### Source ###
Refuge d’Arlet et Pic d’Aillary
Situation : Pyrénées Atlantiques – Vallée d’Aspe
Situé non loin de la crête franco-espagnole, le refuge d’Arlet situé au bord du lac du même nom, est une destination intéressante en soi. C’est aussi un point de départ idéal pour réaliser l’ascension de sommets environnants (Pic d’Aillary, Pic d’Arlet) . Récit d’une de mes incursions estivale dans ce secteur ou le pastoralisme est encore bien présent.
24 juillet
Ce soir là, penchés tout autour de la table dans le gîte du village, nous avons longuement détaillé la carte IGN dépliée. Les petits pointillés noirs du sentier, les courbes de niveau dessinées serré , les zones de forêt et les tâches bleues des lacs, tout cela nous invitait déjà à la découverte. Espelunguère, Lapachouaou, Arlet… Avec ces quelques noms de lieu en tête, nous sommes allés rejoindre nos lits.
25 juillet
6h30 • Départ du parking d’Espélunguère
Les saveurs de confiture de framboises du petit déjeuner encore en bouche, nous commençons maintenant à marcher dans la fraîcheur du jour qui se lève. Les panneaux nous ont prévenus, ici nous marchons dans le Parc National des Pyrénées. Depuis sa création en 1967, les gardes du parc parcourent quotidiennement ces espaces à préserver pour les générations futures. Nous traversons une forêt de hêtres. Ces arbres, parfois tortueux ou parfois aux fûts très droits suivant l’altitude et le terrain, atteignent souvent une trentaine de mètres. La brume qui est encore présente ce matin rend cette forêt mystérieuse.
Étrange impression de se sentir observés. Alors que le sentier devient plus raide, les voix se taisent, chacun se concentre sur ses pas. L’effort physique combiné aux sensations permet de laisser en bas une partie de soi.
10 h • Arrivée aux environs de la cabane Grosse
La forêt laisse brusquement place aux fougères et à la bruyère. Quelques bouleaux s’aventurent au-delà de la lisière. Nous décidons de remplir nos gourdes à la source du Coueyla. C’est le nom donné aux cabanes en vallée d’Aspe. En juin, le berger transhume avec son troupeau et vient «s’encabaner» jusqu’en septembre pour y fabriquer le fromage. En repartant, nous peinons à rejoindre le sentier envahi par les orties qui trouvent ici un terrain riche en déjections animales, propices à leur croissance. Pour le randonneur égaré, les orties indiquent souvent la présence toute proche d’une cabane qui pourra l’abriter et l’aider à se repérer. Nous continuons notre progression vers la crête, guidés par les couleurs de l’oeillet, de la gentiane printanière et de la joubarbe qui balisent le sentier.
###
Consigne 1:
Reproduisez le passage du récit situé entre « Refuge d’Arlet et » et « rejoindre nos lits. », ces deux extraits compris.
Consigne 2:
Résumez sous forme de liste le paragraphe du récit qui commence par « Les saveurs de confiture de framboises », en conservant ses faits principaux.
### Données fournies ###
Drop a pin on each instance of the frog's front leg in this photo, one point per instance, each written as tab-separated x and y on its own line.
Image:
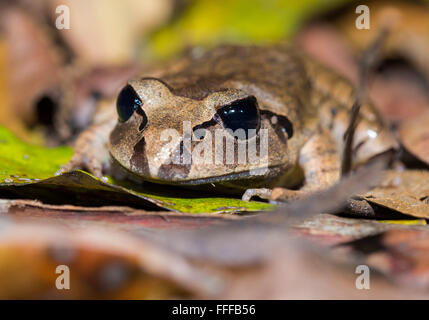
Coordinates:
320	159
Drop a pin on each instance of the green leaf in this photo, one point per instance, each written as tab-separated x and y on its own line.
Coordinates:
28	171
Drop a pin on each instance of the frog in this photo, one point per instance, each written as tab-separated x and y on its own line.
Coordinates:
270	98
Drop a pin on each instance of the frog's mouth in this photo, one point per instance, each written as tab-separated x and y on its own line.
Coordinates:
227	183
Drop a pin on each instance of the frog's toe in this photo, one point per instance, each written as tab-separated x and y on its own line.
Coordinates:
263	193
84	162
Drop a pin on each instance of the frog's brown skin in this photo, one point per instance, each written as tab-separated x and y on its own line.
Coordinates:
286	85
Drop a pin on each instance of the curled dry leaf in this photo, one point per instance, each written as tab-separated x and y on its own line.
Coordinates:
405	192
402	255
414	135
105	264
34	64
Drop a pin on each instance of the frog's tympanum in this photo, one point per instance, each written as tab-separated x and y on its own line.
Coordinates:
235	118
###
Résultat 1:
Refuge d’Arlet et Pic d’Aillary
Situation : Pyrénées Atlantiques – Vallée d’Aspe
Situé non loin de la crête franco-espagnole, le refuge d’Arlet situé au bord du lac du même nom, est une destination intéressante en soi. C’est aussi un point de départ idéal pour réaliser l’ascension de sommets environnants (Pic d’Aillary, Pic d’Arlet) . Récit d’une de mes incursions estivale dans ce secteur ou le pastoralisme est encore bien présent.
24 juillet
Ce soir là, penchés tout autour de la table dans le gîte du village, nous avons longuement détaillé la carte IGN dépliée. Les petits pointillés noirs du sentier, les courbes de niveau dessinées serré , les zones de forêt et les tâches bleues des lacs, tout cela nous invitait déjà à la découverte. Espelunguère, Lapachouaou, Arlet… Avec ces quelques noms de lieu en tête, nous sommes allés rejoindre nos lits.

Résultat 2:
- Le groupe se met en marche dans la fraîcheur du petit matin.
- Des panneaux signalent l'entrée dans le Parc National des Pyrénées.
- Depuis la création du parc en 1967, des gardes parcourent chaque jour ces espaces à préserver pour les générations futures.
- Le sentier traverse une forêt de hêtres, tortueux ou très droits selon l'altitude et le terrain, qui atteignent souvent une trentaine de mètres.
- La brume matinale rend cette forêt mystérieuse.